The data follows this line. Copy verbatim the line with "Question. In the picture above, identify the concrete" and each line after it to the end.

■ **RECORDS FOR PROCESSING**
++++++++++
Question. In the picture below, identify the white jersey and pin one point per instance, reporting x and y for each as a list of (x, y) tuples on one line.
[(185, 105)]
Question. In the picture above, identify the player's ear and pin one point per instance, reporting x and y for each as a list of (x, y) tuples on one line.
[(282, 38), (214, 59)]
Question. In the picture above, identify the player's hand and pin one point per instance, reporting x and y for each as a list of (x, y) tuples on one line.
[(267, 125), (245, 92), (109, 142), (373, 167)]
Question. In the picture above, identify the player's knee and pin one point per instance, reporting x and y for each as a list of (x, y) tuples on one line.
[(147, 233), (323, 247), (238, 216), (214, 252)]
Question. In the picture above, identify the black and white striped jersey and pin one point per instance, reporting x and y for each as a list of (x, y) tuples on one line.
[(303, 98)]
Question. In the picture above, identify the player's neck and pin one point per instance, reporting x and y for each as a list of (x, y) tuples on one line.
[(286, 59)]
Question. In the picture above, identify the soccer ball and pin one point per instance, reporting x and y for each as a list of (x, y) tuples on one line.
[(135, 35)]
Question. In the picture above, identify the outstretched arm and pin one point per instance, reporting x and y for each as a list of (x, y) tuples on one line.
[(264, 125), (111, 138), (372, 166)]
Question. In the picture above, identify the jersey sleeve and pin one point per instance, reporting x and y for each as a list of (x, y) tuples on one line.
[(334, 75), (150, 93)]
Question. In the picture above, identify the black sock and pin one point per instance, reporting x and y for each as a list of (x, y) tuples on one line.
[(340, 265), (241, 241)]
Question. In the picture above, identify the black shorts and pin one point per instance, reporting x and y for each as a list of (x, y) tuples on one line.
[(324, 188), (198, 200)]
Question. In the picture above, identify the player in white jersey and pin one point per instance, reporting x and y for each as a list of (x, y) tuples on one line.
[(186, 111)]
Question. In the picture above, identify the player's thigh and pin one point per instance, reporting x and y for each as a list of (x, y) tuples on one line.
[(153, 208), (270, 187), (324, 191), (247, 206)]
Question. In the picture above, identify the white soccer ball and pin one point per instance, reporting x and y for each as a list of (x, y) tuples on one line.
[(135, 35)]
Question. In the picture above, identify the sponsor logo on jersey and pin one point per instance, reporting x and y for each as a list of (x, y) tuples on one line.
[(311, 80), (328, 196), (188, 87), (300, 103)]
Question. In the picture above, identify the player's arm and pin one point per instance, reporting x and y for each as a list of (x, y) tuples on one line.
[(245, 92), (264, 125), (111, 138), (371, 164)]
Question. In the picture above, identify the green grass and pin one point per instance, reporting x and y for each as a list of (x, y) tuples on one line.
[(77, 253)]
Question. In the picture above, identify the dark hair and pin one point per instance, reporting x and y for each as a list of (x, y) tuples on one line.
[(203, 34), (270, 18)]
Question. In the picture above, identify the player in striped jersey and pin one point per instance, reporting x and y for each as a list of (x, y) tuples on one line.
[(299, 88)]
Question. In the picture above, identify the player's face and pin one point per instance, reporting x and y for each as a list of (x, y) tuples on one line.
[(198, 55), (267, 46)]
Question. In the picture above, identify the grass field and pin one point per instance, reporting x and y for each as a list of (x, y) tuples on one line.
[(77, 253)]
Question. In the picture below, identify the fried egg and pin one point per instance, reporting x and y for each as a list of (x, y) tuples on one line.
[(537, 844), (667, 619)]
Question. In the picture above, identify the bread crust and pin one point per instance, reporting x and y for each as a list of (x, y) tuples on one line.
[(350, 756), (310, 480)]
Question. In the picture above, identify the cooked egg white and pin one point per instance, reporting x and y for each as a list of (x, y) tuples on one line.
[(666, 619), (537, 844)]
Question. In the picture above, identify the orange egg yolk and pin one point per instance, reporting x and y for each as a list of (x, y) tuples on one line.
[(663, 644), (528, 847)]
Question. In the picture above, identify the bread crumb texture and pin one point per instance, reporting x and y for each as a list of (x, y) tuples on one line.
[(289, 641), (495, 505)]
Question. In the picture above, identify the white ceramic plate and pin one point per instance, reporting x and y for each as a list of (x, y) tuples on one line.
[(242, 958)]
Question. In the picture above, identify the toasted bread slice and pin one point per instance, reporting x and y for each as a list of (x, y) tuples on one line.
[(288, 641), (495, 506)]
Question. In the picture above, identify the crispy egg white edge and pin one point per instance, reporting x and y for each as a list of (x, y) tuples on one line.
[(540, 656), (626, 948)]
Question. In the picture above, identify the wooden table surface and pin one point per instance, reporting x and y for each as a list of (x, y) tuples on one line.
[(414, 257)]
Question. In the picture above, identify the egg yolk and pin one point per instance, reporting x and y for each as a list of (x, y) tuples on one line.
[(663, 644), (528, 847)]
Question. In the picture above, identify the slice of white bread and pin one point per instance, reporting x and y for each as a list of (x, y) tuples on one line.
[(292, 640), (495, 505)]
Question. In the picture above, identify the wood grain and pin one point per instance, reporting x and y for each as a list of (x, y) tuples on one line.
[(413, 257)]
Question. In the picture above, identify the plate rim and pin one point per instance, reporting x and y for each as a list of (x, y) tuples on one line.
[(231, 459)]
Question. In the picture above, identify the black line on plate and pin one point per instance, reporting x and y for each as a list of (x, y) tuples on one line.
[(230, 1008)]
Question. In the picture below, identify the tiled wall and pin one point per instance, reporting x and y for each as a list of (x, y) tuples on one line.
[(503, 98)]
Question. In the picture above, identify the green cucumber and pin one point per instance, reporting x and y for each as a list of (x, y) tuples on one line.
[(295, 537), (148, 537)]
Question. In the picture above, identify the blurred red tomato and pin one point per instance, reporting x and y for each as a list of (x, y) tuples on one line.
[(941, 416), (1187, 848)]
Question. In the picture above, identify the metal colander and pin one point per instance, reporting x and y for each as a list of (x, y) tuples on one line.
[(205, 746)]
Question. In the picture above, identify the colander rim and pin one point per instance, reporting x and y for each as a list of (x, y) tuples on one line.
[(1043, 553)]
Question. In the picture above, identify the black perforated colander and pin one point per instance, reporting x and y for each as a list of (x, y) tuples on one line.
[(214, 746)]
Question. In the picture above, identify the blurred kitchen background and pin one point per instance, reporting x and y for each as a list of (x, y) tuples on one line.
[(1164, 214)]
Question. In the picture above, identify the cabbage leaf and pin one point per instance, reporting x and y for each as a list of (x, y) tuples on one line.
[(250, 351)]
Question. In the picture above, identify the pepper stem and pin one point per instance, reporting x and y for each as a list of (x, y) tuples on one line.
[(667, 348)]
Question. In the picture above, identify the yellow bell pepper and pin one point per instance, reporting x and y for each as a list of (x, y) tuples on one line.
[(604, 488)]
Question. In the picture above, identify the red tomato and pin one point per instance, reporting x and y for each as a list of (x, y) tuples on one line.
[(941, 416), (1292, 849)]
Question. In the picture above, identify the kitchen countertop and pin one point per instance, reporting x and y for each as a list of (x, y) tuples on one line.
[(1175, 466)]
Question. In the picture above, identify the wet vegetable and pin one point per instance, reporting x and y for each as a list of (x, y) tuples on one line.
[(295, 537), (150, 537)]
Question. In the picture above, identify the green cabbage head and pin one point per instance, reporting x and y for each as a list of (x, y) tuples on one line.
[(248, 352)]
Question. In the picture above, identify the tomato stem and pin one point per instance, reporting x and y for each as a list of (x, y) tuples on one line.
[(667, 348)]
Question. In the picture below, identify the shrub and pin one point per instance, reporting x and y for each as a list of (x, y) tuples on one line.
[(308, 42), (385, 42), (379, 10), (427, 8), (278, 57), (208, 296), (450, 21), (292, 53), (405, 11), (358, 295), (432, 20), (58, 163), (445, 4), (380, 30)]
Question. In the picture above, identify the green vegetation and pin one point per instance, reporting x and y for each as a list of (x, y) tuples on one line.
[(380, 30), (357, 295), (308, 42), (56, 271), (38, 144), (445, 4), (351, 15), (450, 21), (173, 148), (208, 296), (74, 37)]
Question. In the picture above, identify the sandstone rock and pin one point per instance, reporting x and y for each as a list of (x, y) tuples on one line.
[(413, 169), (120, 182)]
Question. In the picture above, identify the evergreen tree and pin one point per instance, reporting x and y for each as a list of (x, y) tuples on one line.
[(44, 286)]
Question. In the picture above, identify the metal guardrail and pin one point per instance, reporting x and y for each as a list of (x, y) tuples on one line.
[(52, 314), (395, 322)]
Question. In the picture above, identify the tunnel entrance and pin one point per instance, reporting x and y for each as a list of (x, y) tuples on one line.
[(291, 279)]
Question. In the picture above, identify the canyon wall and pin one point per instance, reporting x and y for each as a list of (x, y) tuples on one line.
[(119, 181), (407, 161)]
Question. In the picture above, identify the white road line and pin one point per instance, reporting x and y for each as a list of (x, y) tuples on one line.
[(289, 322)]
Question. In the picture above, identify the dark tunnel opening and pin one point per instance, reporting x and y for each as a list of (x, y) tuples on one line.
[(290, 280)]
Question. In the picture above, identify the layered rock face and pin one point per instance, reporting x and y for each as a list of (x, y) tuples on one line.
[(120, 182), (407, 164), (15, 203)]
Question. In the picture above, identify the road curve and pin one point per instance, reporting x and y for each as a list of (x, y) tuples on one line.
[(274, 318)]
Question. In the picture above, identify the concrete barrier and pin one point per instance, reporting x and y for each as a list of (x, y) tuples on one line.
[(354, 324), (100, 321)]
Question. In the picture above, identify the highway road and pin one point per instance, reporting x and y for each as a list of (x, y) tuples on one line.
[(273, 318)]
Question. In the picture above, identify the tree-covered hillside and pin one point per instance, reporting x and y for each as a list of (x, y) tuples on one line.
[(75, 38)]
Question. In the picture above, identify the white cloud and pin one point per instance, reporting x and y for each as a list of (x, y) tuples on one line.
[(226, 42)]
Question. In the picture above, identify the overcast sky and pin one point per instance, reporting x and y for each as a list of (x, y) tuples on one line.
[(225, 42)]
++++++++++
■ **THE RESPONSE**
Question. In the picture above, identify the concrete barrier and pin one point per instance, reporting x and y for each as a list of (x, y) tuples on one line.
[(354, 324), (100, 321)]
Question. In the picture above, identify the highway road and pin one point per instance, reporting x and y for each as a list of (x, y) tuples on one line.
[(273, 318)]
Question. In the picture above, identify the tree-covered hillside and pin one point per instance, reporting x and y for each as a list of (x, y) tuples on one line.
[(75, 38)]
Question. In the picture above, identify the white cloud and pin one point per instance, reporting x and y for each as a list of (x, y) tuples on one line.
[(226, 42)]
Question. In the picture above, identify the overcast sky and pin one point per instance, reporting x and y for each as a list of (x, y) tuples on one line.
[(225, 42)]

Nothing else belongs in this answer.